• **PAGE TEXT**:
Transform the wave function to real space and fix the phase:

In [7]:
ψ = G_to_r(basis, basis.kpoints[1], ψ_fourier)[:, 1, 1]
ψ /= (ψ[div(end, 2)] / abs(ψ[div(end, 2)]));

Check whether ψ is normalised:

In [8]:
x = a * vec(first.(DFTK.r_vectors(basis)))
N = length(x)
dx = a / N  # real-space grid spacing
@assert sum(abs2.(ψ)) * dx  1.0

The density is simply built from ψ:

In [9]:
norm(scfres.ρ - abs2.(ψ))
Out[9]:
7.490189186705262e-16

We summarize the ground state in a nice plot:

In [10]:
using Plots

p = plot(x, real.(ψ), label="real(ψ)")
plot!(p, x, imag.(ψ), label="imag(ψ)")
plot!(p, x, ρ, label="ρ")
Out[10]:

The energy_hamiltonian function can be used to get the energy and effective Hamiltonian (derivative of the energy with respect to the density matrix) of a particular state (ψ, occupation). The density ρ associated to this state is precomputed and passed to the routine as an optimization.

In [11]:
E, ham = energy_hamiltonian(basis, scfres.ψ, scfres.occupation; ρ=scfres.ρ)

• **PROVIDED RECORDS**:
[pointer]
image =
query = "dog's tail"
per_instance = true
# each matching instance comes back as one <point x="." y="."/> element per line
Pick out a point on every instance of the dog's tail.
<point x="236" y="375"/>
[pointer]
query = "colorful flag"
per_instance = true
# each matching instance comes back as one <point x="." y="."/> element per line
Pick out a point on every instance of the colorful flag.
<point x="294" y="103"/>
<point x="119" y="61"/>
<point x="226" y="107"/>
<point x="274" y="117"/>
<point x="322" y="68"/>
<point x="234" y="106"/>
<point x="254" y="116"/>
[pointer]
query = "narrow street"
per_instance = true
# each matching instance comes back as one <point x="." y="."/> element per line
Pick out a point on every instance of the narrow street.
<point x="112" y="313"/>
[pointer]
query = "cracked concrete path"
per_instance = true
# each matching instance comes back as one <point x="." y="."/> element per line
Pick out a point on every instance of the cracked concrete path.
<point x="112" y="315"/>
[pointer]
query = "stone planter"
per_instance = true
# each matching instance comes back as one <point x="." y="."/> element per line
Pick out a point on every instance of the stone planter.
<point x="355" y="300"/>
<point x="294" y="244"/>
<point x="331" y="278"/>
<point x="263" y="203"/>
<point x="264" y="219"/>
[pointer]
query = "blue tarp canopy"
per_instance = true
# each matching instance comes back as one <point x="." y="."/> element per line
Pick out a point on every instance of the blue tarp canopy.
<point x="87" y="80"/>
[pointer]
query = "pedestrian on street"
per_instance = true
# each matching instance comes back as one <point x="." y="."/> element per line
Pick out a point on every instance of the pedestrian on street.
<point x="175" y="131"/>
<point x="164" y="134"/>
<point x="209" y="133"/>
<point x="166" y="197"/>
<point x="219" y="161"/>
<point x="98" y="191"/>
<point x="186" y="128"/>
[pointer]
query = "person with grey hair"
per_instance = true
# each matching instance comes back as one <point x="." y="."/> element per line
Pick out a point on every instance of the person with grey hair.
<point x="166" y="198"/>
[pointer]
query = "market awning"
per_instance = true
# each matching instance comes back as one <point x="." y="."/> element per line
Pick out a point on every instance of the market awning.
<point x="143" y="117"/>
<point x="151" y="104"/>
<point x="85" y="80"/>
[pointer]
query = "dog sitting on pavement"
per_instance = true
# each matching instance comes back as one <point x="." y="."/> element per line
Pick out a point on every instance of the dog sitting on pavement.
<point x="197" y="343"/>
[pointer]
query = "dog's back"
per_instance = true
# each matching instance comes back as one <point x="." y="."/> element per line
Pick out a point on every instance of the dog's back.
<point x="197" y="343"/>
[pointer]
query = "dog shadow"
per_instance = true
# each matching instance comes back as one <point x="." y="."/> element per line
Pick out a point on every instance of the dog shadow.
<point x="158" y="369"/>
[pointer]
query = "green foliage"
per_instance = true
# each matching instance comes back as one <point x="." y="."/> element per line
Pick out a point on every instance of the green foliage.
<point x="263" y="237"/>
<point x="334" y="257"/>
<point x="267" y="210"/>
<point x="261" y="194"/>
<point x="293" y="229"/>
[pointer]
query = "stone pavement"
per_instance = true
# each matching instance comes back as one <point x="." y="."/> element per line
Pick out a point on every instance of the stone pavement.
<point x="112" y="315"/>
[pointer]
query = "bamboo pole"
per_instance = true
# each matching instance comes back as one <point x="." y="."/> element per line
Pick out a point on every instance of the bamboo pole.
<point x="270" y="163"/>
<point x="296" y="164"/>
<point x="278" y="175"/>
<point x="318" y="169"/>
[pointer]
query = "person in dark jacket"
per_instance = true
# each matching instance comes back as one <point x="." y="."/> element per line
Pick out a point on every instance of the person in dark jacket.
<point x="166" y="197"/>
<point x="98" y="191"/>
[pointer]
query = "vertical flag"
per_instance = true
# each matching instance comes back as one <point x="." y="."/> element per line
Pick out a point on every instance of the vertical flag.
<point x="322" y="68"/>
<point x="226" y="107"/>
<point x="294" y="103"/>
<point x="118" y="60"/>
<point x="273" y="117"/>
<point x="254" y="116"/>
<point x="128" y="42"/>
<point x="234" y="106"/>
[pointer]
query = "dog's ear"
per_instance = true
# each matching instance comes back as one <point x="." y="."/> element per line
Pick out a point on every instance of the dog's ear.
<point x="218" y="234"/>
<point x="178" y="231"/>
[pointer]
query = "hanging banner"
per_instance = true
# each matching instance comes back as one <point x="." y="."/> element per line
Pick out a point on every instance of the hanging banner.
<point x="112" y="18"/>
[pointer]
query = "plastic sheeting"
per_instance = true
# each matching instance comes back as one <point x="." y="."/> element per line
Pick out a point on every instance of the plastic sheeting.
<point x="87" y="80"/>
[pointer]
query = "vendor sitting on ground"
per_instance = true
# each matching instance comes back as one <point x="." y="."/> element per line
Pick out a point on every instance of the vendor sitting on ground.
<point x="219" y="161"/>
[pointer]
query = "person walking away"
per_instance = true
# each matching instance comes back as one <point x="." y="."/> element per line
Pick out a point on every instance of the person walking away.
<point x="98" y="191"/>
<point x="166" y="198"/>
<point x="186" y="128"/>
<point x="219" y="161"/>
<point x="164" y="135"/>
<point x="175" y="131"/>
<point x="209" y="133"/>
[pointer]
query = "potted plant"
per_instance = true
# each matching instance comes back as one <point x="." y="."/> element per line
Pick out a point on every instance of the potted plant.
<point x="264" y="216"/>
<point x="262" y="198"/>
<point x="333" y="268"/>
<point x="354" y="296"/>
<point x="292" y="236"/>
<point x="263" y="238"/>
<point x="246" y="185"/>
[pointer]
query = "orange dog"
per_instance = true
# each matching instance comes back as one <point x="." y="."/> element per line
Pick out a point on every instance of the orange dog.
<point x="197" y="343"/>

• **REQUIRED TASKS**:
1: Translate this sentence from the notebook text into Spanish: "The density ρ associated to this state is precomputed and passed to the routine as an optimization."
2: State how many lines of the entries contain the string "flag", treating uppercase and lowercase as different, and give only the number.
The notebook text and the entries have nothing to do with each other.

• **CORRECT ANSWERS**:
1: La densidad ρ asociada a este estado se calcula de antemano y se pasa a la rutina como una optimización.

2: 4